Written exercise 1: Retype the part of the forum thread on small-engine fuel trouble between "I can get it" and "the same problem.", inclusive.
Written exercise 2: Continue the forum thread on small-engine fuel trouble from the point where it stops.

Source extract:
I thought gumming up the carb was the worst about ethanol, until I experienced the rubber and plastic hardening and cracking. I have been buying the premixed cans of gas from the hardware store. I know, I know, it's way more expensive but so easy to manage. Equipment has been running great for years.


----------



## Deadlawn (Sep 8, 2020)

gkaneko said:


> I thought gumming up the carb was the worst about ethanol, until I experienced the rubber and plastic hardening and cracking.


The worst thing about ethanol in gas is the phase separation - that is its ability to collect water and rot out your gas lines, not to mention cause hard starting if you're lucky and no starting if you're not. You will know your gas lines are rotted out when your garage or shed floor is covered with gasoline.


----------



## gmorf33 (Jul 30, 2019)

PodScot said:


> gmorf33 said:
> 
> 
> > Something like this?
> ...


So i finally got around to working on this over the weekend. I replaced the carb, primer bulb, spark plug, air filter, fuel filter & lines. Got it all buttoned up and put some fresh MotoMix gas in it. I'm still having pretty much the same issue. It'll run on full/half-choke, but dies after 1-3 seconds as soon as i put the choke to "run" position.

I'm following the start instructions: Prime bulb 6-8 times, set choke to full, pull up to 4 times, set choke to half, pull up to 8 times, let run for 30 seconds, set choke to 'run'.

I can get it started on the half choke very easily and it will run for minutes without issue, but as soon as i set choke to 'run' it dies every time.

I was suspect of the gas cap, so i tried this all again but opened up the cap to allow airflow, but it's the same problem.

Since i've replaced everything outside of the engine, that leads me to think there's something wrong w/ the engine itself.. what could it be? Do these have values like a mower that might need cleaned up/adjusted? Do i need to adjust the carb? Any thoughts?


----------



## gmorf33 (Jul 30, 2019)

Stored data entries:
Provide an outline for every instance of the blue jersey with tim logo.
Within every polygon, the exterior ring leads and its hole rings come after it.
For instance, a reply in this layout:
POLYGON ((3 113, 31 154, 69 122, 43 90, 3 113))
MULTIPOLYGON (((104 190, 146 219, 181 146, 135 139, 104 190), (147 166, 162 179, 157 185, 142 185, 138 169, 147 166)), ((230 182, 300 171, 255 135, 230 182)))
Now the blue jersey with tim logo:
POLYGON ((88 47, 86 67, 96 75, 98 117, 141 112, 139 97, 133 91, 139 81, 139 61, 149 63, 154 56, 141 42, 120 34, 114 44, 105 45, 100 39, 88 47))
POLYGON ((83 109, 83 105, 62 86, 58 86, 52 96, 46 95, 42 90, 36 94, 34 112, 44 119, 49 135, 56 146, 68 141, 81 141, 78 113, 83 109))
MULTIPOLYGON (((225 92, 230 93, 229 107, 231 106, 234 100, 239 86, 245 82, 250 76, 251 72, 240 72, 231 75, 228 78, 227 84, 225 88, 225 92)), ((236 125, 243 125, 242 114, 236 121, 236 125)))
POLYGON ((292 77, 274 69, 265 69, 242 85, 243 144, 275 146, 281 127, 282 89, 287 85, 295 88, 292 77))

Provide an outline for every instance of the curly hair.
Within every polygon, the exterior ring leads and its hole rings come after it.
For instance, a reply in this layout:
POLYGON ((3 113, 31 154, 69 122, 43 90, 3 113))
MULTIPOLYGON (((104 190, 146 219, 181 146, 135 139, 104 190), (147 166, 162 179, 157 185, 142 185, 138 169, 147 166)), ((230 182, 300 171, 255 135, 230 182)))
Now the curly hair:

Task response 1:
I can get it started on the half choke very easily and it will run for minutes without issue, but as soon as i set choke to 'run' it dies every time.

I was suspect of the gas cap, so i tried this all again but opened up the cap to allow airflow, but it's the same problem.

Task response 2:
https://www.gardentoolexpert.com/leaf-blower-only-works-on-choke-heres-why

This seems to go through much of what i've done, but the only remaining item is adjusting the carb. I saw several articles that basically say the same thing, so i guess i'll watch Small Engine Saloon's video on that and try that. If that don't work, i'm probably trashing this blower and getting a battery powered one lol.


----------



## Deadlawn (Sep 8, 2020)

What brand of engine is in this blower?


----------



## gmorf33 (Jul 30, 2019)

Deadlawn said:


> What brand of engine is in this blower?


It's a Toro T25 powervac blower.


----------



## PodScot (Mar 18, 2021)

I would try adjusting it. I got lucky with mine out of the box. Snowblower carb had to get adjusted.


----------



## Deadlawn (Sep 8, 2020)

gmorf33 said:


> Deadlawn said:
> 
> 
> > What brand of engine is in this blower?
> ...


Who is the engine made by? Does Toro make their own engines? What does it say on the engine itself?


----------



## bp2878 (Feb 13, 2019)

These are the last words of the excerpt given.